GOAL
Repeat the following lines exactly and nothing else: the line containing "Could you point at the potted" and each line after it through the end of the listing.
....
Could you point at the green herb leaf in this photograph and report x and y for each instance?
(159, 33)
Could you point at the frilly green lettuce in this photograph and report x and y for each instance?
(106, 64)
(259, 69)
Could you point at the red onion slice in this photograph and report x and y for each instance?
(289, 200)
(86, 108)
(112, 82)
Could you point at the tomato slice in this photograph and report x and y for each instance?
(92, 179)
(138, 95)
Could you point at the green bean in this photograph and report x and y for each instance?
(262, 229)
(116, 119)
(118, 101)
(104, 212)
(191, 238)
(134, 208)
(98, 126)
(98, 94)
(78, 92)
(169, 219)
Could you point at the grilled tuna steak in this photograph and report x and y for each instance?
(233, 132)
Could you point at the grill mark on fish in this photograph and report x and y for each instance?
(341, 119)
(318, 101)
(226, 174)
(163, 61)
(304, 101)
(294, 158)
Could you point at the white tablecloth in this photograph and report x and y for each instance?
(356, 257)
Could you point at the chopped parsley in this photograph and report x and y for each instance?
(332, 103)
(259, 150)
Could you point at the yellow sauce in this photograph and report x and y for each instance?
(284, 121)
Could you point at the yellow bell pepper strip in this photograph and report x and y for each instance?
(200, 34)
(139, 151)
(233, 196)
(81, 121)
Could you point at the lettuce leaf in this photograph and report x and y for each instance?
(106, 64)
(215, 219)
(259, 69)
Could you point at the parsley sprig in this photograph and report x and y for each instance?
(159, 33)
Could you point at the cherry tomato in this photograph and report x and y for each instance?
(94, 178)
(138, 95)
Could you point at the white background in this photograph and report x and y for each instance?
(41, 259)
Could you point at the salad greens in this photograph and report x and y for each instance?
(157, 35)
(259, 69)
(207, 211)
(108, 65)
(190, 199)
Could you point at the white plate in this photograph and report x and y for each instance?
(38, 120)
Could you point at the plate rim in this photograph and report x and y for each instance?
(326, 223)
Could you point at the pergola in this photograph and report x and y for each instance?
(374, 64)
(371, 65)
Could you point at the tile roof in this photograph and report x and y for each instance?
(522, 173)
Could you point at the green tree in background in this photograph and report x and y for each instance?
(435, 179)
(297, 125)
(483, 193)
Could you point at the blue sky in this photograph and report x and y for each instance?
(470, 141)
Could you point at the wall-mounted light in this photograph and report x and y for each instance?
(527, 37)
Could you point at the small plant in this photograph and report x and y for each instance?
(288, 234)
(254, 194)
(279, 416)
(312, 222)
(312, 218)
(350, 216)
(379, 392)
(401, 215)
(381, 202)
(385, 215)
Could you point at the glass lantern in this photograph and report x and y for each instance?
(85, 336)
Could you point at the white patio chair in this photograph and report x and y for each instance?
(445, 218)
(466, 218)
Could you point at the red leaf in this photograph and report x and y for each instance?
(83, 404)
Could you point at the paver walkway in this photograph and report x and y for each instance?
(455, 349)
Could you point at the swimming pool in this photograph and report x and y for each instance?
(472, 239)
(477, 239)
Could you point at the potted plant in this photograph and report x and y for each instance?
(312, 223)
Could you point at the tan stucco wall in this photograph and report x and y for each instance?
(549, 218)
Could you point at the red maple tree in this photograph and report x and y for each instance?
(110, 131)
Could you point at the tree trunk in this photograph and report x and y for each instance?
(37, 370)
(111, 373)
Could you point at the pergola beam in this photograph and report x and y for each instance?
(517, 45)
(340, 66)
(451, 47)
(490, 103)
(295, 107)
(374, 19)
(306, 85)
....
WORKED ANSWER
Could you point at the potted plant in this photograph and report x and y for each instance?
(312, 223)
Could you point at the tan stucco wall in this photograph and report x and y for each instance?
(549, 218)
Could you point at the red maple tree in this photograph and report x and y for each instance?
(110, 131)
Could you point at the tree trunk in this photograph and report x and y for each instance?
(37, 370)
(111, 373)
Could you point at the pergola beam in this photograph and report x and y for each instance?
(517, 45)
(340, 66)
(451, 47)
(490, 103)
(295, 107)
(374, 19)
(306, 85)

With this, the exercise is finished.